→ TASK DESCRIPTION
If a record holds a picture, leave the picture out and restate everything else word for word.
── DATASET CONTENT
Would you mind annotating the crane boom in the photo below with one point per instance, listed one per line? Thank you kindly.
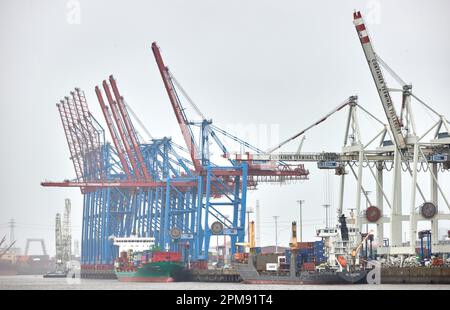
(181, 118)
(380, 83)
(112, 131)
(121, 129)
(129, 127)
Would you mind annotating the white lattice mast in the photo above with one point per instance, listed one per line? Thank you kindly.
(67, 231)
(59, 247)
(258, 224)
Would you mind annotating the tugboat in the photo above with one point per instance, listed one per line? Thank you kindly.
(141, 261)
(333, 260)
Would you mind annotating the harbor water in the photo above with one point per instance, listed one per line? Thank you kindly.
(33, 282)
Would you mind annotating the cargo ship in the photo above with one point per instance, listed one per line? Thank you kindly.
(141, 261)
(332, 260)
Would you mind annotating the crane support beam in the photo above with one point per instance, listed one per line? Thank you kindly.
(182, 121)
(70, 141)
(121, 130)
(129, 127)
(121, 184)
(113, 132)
(379, 80)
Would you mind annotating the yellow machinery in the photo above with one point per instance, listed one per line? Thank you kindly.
(293, 243)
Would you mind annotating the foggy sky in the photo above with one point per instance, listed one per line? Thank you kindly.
(270, 63)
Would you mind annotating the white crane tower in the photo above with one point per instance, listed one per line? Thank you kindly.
(399, 147)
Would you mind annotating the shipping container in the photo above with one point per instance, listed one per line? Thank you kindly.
(309, 266)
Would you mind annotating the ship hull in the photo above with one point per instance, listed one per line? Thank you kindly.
(250, 275)
(151, 272)
(311, 278)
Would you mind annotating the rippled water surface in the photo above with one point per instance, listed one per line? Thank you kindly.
(39, 283)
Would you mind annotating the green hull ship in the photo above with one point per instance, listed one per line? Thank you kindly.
(151, 272)
(141, 261)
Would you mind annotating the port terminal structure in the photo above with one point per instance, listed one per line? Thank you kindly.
(396, 147)
(156, 188)
(180, 196)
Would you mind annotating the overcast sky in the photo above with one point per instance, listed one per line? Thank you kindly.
(272, 64)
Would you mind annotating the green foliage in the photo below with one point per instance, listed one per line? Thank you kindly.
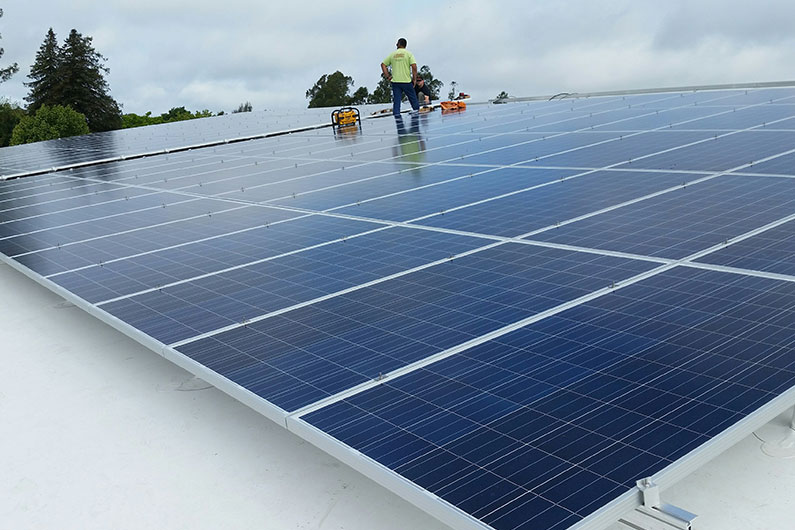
(175, 114)
(49, 123)
(8, 71)
(10, 115)
(431, 82)
(136, 120)
(452, 94)
(359, 97)
(382, 92)
(44, 84)
(244, 107)
(331, 90)
(73, 75)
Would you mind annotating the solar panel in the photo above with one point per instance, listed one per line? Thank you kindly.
(507, 315)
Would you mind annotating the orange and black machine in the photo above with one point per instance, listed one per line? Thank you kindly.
(345, 117)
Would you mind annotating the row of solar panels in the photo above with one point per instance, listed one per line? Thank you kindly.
(520, 309)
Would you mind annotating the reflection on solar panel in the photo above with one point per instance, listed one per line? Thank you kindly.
(507, 315)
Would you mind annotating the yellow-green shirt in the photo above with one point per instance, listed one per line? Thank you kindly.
(401, 61)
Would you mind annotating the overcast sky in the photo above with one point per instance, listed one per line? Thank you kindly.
(211, 54)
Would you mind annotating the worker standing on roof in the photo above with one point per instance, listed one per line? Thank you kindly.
(421, 88)
(403, 76)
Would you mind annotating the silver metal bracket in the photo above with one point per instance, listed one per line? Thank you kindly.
(655, 514)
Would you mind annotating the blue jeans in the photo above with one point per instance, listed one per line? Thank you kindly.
(398, 89)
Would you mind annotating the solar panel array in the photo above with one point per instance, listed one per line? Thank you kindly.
(517, 310)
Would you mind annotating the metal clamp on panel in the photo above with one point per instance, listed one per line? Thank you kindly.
(655, 514)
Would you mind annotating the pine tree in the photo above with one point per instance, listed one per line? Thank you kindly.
(330, 90)
(8, 71)
(73, 75)
(84, 89)
(44, 75)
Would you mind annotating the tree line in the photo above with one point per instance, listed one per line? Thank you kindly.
(334, 90)
(69, 95)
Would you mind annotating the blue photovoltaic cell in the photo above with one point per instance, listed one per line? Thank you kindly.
(385, 180)
(722, 153)
(39, 232)
(186, 310)
(532, 150)
(770, 251)
(124, 245)
(624, 149)
(742, 118)
(543, 426)
(125, 142)
(665, 118)
(124, 277)
(543, 207)
(783, 165)
(483, 184)
(302, 265)
(298, 357)
(682, 222)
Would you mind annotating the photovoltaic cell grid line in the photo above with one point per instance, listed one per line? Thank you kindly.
(543, 426)
(249, 271)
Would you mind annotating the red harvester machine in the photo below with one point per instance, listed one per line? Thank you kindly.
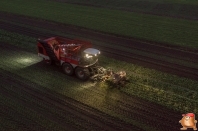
(76, 57)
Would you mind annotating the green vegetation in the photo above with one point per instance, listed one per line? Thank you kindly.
(168, 90)
(157, 28)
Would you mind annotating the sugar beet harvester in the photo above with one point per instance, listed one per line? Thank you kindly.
(76, 57)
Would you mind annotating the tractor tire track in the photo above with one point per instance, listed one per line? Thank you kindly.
(154, 48)
(129, 107)
(39, 101)
(145, 61)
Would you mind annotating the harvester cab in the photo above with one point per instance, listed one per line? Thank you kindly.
(76, 57)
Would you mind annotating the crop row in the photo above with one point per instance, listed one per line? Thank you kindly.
(156, 28)
(162, 88)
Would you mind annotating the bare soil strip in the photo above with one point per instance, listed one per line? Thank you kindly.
(63, 110)
(132, 44)
(66, 112)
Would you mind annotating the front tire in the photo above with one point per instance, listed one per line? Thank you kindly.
(82, 73)
(68, 69)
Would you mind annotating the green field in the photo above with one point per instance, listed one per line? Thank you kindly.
(150, 27)
(162, 88)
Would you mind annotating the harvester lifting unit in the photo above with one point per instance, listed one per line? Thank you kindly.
(75, 56)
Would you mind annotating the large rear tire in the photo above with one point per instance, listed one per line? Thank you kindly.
(68, 69)
(82, 73)
(48, 62)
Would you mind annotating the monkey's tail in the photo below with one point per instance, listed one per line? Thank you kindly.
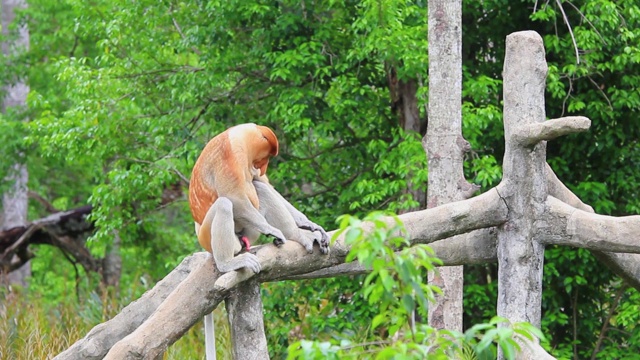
(209, 337)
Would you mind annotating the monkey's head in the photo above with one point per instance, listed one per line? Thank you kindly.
(265, 144)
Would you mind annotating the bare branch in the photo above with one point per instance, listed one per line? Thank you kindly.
(551, 129)
(566, 225)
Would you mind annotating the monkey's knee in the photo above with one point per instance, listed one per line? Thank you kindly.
(223, 206)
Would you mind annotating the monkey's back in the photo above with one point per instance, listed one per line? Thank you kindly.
(222, 169)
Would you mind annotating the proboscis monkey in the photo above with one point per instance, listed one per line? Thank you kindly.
(232, 200)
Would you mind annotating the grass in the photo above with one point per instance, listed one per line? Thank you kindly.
(31, 328)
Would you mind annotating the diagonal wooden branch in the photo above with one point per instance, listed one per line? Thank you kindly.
(203, 289)
(627, 266)
(565, 225)
(551, 129)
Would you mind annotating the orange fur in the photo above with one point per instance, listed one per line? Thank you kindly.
(226, 167)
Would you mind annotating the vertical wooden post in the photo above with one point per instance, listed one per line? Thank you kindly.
(520, 254)
(445, 145)
(244, 307)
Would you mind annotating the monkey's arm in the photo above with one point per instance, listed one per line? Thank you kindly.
(301, 219)
(218, 231)
(281, 214)
(249, 220)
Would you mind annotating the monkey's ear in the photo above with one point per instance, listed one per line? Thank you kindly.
(271, 139)
(263, 167)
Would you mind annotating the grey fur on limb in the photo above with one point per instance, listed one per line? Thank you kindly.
(204, 288)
────
→ FINAL ANSWER
Would you mind annotating the crane boom in the photo below with one point per instance, listed one per line? Thank you kindly.
(181, 118)
(380, 83)
(112, 131)
(121, 129)
(129, 127)
Would you mind annotating the white lattice mast in the photo above with one point per instance, listed one per line? Thank you kindly.
(67, 231)
(59, 247)
(258, 224)
Would you mind annotating the tugboat in the photo above with one point per instance, listed one per line? Thank you kindly.
(141, 261)
(333, 260)
Would you mind annotating the harbor water in the photo above with one point per instance, listed one per line? Thank you kindly.
(33, 282)
Would you mind annotating the cargo ship in the photo above with one point per instance, listed one per line? Thank you kindly.
(141, 261)
(332, 260)
Would you mind annotating the crane support beam in the photo above with one point per instance, listed one per line? Thank you kindly.
(182, 121)
(70, 141)
(121, 130)
(129, 127)
(121, 184)
(113, 132)
(379, 80)
Would you mind annotating the yellow machinery in the photo above with one point per instance, listed one per line? Thank you kindly.
(293, 243)
Would you mind annotating the foggy sky in the photo above with one point per instance, listed one per line? Thank you kindly.
(270, 63)
Would you mind annotating the white crane tower in the photo above with one point per instance, listed one per line? Thank you kindly.
(399, 147)
Would you mind annotating the shipping container in the photo above with one point per instance, listed one per line? Thank you kindly.
(309, 266)
Would you mind annotating the ship hull in the photo above with one point per instance, listed one per line? Thank you kindly.
(250, 275)
(151, 272)
(311, 278)
Would you mind annotating the rippled water surface in the photo above with one point per instance, listed one per line? Thank you kindly.
(39, 283)
Would you mind annotating the green hull ship in the photo above with one point per instance, listed one per line? Thank you kindly.
(151, 272)
(141, 261)
Would you mind annotating the port terminal structure in the photo above with one point per instance, listed one per line? Thank you kindly.
(396, 147)
(156, 188)
(180, 196)
Would you mind annotating the overcast sky in the photo above with one point per instance, listed one per line? Thank you kindly.
(272, 64)
Would you mind annotating the green foliage in the photo below with one point per instance, listed one per line? Thank you kindly.
(175, 114)
(49, 123)
(8, 71)
(10, 115)
(431, 82)
(136, 120)
(452, 94)
(359, 97)
(382, 92)
(44, 84)
(244, 107)
(331, 90)
(73, 75)
Would you mind annotating the solar panel in the photo above with one point per instance, listed one per line? Thank you kindly.
(507, 315)
Would you mind annotating the orange and black machine in the photo above with one point per instance, listed one per line? Thank you kindly.
(345, 117)
Would you mind annotating the row of solar panels in the photo above with one point per instance, listed one per line? Thank you kindly.
(520, 309)
Would you mind annotating the reflection on solar panel in the photo above with one point per instance, listed one per line? Thank you kindly.
(507, 315)
Would you mind annotating the yellow-green shirt in the photo above with one point per instance, listed one per line? Thank you kindly.
(401, 61)
Would you mind annotating the overcast sky in the photo above with one point per instance, listed one per line? Thank you kindly.
(211, 54)
Would you mind annotating the worker standing on roof in the photo above with one point per instance, listed one per line? Thank you kindly.
(421, 88)
(403, 76)
Would you mind annotating the silver metal bracket in the photo above with one point per instance, listed one per line? Thank you kindly.
(655, 514)
Would you mind annotating the blue jeans in the photo above with one point per instance, listed one per line? Thank you kindly.
(398, 89)
Would you mind annotating the solar panel array in the photo above with one point per instance, listed one per line? Thank you kindly.
(517, 310)
Would you mind annotating the metal clamp on panel in the photo above with one point per instance, listed one per line? Thank you kindly.
(655, 514)
Would you mind annotating the pine tree in the photo above with one point per instance, listed one per line? Thank you kindly.
(330, 90)
(8, 71)
(73, 75)
(84, 89)
(44, 75)
Would you mind annotating the tree line in the photo above with one point per instance, listed one per line? Thank you kindly.
(334, 90)
(69, 95)
Would you mind annotating the blue photovoltaic cell in the photo above with one point per instance, listed one per line? Thank you kindly.
(385, 180)
(722, 153)
(39, 232)
(186, 310)
(532, 150)
(770, 251)
(124, 245)
(624, 149)
(742, 118)
(543, 426)
(125, 142)
(665, 118)
(124, 277)
(543, 207)
(783, 165)
(483, 184)
(302, 265)
(298, 357)
(682, 222)
Would you mind annotating the photovoltaic cell grid line in the photo above with one point per instance, listed one per line? Thank you kindly.
(543, 426)
(249, 271)
Would you mind annotating the red harvester machine in the photo below with one point per instance, listed one per line? Thank you kindly.
(76, 57)
Would you mind annotating the green vegetation in the photo above with one point per instance, listed one per line? Thank you kindly.
(168, 90)
(157, 28)
Would you mind annotating the sugar beet harvester in the photo above with one point per instance, listed one per line? Thank you kindly.
(76, 57)
Would you mind annotating the tractor tire track in the photo above with one point per instance, listed one per line? Thank you kindly.
(154, 48)
(129, 107)
(39, 101)
(145, 61)
Would you mind annotating the harvester cab in the photo above with one point per instance, listed one per line? Thank you kindly.
(76, 57)
Would you mind annotating the crop row in the photo above with one point per instance, listed one per line? Thank you kindly.
(156, 28)
(162, 88)
Would you mind annotating the bare soil strip in the photo above with one point per instance, listed one per line? Thank you kindly.
(63, 110)
(132, 44)
(66, 112)
Would you mind annotating the front tire in the photo above with one point per instance, listed one per line? Thank you kindly.
(82, 73)
(68, 69)
Would you mind annotating the green field in the photo above with one point per instance, listed one per line? Thank you kindly.
(150, 27)
(162, 88)
Would you mind annotating the harvester lifting unit in the photo above with one point per instance, listed one per line? Thank you kindly.
(75, 56)
Would you mind annotating the large rear tire in the photo above with one point per instance, listed one per line? Thank you kindly.
(68, 69)
(82, 73)
(48, 62)
Would you mind annotating the monkey's tail in the photo below with one point per instance, listed one per line? Thank you kindly.
(209, 337)
Would you mind annotating the monkey's head in the photo above with one point per instance, listed one per line? Thank you kindly.
(265, 144)
Would you mind annotating the bare branch in the photo above with one point per instance, listed one per line? Thank you kindly.
(551, 129)
(566, 225)
Would you mind annotating the monkey's knee in the photo above with one point per instance, listed one per line? Thank you kindly.
(223, 206)
Would you mind annotating the monkey's back in the photo above with one point per instance, listed one per line? Thank you kindly.
(222, 169)
Would you mind annotating the proboscis monkey in the photo above with one point per instance, listed one per line? Thank you kindly.
(232, 200)
Would you mind annotating the grass in the photo above with one point per instance, listed one per line? Thank you kindly.
(31, 328)
Would you mind annotating the diagonal wooden branch in the photo above with one point per instance, listed one per line? Thank you kindly.
(203, 289)
(627, 266)
(565, 225)
(551, 129)
Would you mind annotating the orange fur in the photo above with one point per instance, listed one per line? Thank you kindly.
(226, 167)
Would you mind annotating the vertical wooden post in the photo above with one point per instance, listed one per line? Thank you kindly.
(520, 254)
(445, 145)
(244, 307)
Would you mind annotating the monkey's arm in the photo above with one point per instance, listed one per line? Thank you kindly.
(301, 219)
(218, 231)
(281, 214)
(249, 220)
Would you mind annotating the monkey's ear in the photo above with one point per instance, listed one per line? Thank you kindly.
(271, 139)
(263, 167)
Would you mind annotating the grey fur on limb in the photo above with one point per instance, listed one per line? Thank you kindly.
(204, 288)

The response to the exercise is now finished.